◆ SELECTED EXTRACT ◆
┏━━

‘Old Holland to New Holland – renewing the Dutch connection’;
Nursing home physicians, small scale living in large buildings, Huntington wards.
Wilco Achterberg, elderly care physician and professor of elderly care Medicine, Topaz Leiden and Leiden University Medical Center, Leiden the Netherlands
Susan Kurrle, professor of geriatrics, Sydney
Lia de Jongh, CEO of Topaz nursing home organisation, Leiden
Martine Hereur, director of Dementia Expertise Center Topaz, Leiden
Marian Jaspers Fayer, music therapist, Topaz, Leiden
Just as in Australia, the Netherlands have several challenges in the care for the frailest old people. The Netherlands have been very fortunate to have had a very good insurance system for long term care, which provided good funding for nursing home care. That is why in a typical Dutch Nursing home you can find, next to nurses, therapists like physiotherapists, occupational therapists, psychologists, dieticians and nursing home physicians. In 1989, a 2 year post graduate medical training program started, and ‘nursing home physician’ became an officially recognised medical specialism. Now, the training program is 3 years, with also attention to care in the community. In this presentation the trainings program is discussed, and the effects it has on the care in nursing homes. For instance, there is a very low transition rate of nursing home patients to the emergency room, and a very low hospitalisation rate. What may be feasible in Australia?
Presenters: Wilco Achterberg, Susan Kurrle
The standard now for personalised homelike care for institutionalised people with dementia is small (8-12) group housing. However, most facilities still have old larger buildings, and it is not financially feasible for all of them to build new facilities within a few years. However, it is possible to redesign old style large scale buildings so that in fact small scale group care can be delivered. We will show a case from a Topaz nursing home in Leiden. Next to the design of the environment, we were not satisfied with the old style education that our nurses received and that was too much based on providing ADL care. Together with some other facilities, Topaz decided to develop a different trainings program, based on the idea that nursing home care, especially for people with dementia, is about adding value and quality of life. What may be feasible in Australia?
Presenters: Lia de Jongh, Martine Heruer, Susan Kurrle
In the 1990’s, patients with Huntington’s disease were poorly treated, often locked up in psychiatric hospitals. Topaz was successful in creating a long term care Huntington center, that has 72 inpatients and over 100 ambulant patients. The care that is given is multidisciplinary and covers a wide range of expertise including counseling, and management of behavioural, psychiatric and neurological symptoms. The younger age combined with the complex problems of the patients has challenged us to be innovative in our therapies and approach.

┗━━

◆ REQUIRED TASKS ◆
A. Summarize the session outline on Dutch elderly care in two sentences.
B. According to the session outline on Dutch elderly care, how long is the postgraduate training program for nursing home physicians now?
C. Using the session outline on Dutch elderly care, explain why a typical Dutch nursing home has therapists such as physiotherapists, psychologists and dieticians alongside its nurses.

◆ GIVEN INFORMATION ◆
┏━━

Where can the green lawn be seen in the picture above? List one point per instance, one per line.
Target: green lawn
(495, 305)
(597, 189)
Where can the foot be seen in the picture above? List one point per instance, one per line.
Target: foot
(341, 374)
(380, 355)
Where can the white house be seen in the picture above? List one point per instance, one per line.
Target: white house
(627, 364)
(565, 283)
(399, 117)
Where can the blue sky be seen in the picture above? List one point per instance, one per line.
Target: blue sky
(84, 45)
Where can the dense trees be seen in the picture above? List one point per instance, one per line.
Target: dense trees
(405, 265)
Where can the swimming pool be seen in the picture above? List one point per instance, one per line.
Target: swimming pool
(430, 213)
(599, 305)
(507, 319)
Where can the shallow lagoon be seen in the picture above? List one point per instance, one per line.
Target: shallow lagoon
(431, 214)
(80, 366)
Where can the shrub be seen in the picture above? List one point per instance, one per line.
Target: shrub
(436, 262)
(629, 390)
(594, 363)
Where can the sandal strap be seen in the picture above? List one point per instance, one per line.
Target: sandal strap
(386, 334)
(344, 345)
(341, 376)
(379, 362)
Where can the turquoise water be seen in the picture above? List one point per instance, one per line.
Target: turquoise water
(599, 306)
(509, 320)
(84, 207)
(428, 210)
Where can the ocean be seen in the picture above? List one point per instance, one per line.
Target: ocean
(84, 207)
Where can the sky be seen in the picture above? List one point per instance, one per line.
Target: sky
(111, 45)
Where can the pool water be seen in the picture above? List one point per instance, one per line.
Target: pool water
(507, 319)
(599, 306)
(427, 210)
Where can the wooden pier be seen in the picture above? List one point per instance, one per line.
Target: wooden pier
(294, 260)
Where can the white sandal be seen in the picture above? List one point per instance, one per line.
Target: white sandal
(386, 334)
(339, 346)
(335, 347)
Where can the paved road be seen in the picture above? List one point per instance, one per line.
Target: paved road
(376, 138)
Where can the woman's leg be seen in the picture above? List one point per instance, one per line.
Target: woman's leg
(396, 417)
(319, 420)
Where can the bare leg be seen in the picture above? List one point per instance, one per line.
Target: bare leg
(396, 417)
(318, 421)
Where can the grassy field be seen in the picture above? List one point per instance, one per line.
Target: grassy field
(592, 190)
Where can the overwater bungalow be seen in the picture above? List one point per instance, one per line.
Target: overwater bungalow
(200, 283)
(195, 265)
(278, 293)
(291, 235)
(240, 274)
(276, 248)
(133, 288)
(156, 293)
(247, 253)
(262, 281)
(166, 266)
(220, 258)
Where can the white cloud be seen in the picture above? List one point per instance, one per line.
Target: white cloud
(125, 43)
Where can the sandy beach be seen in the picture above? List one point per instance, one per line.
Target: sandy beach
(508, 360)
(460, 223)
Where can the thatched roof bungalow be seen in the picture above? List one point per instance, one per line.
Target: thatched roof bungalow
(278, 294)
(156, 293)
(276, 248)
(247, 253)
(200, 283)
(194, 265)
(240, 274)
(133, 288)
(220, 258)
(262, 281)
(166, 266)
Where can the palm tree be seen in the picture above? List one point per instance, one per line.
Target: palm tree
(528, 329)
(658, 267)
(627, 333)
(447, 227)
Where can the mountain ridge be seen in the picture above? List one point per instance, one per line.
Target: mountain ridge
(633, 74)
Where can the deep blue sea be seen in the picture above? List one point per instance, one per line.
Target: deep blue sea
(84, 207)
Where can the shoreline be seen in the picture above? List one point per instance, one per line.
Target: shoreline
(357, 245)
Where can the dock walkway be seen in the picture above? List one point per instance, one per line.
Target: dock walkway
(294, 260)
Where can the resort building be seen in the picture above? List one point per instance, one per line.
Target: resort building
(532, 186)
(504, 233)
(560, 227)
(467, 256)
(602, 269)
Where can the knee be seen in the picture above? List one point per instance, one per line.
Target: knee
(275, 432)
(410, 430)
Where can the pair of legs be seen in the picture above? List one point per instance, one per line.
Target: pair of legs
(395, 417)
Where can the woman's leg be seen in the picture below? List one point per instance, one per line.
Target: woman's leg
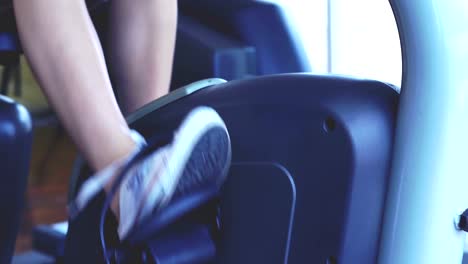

┗━━

◆ RESPONSES ◆
A. The Netherlands' strong long-term care insurance has funded well-staffed nursing homes, and since 1989 "nursing home physician" has been an officially recognized medical specialty with its own postgraduate training. At Topaz in Leiden, an old large-scale building was redesigned to deliver small-group dementia care, a different nurse training program focused on value and quality of life was pursued, and a long-term Huntington center was created that serves 72 inpatients and over 100 ambulant patients.

B. It is three years long.

C. The Netherlands has had a very good insurance system for long-term care. That system provided good funding for nursing home care, which is why these therapists and nursing home physicians work alongside the nurses.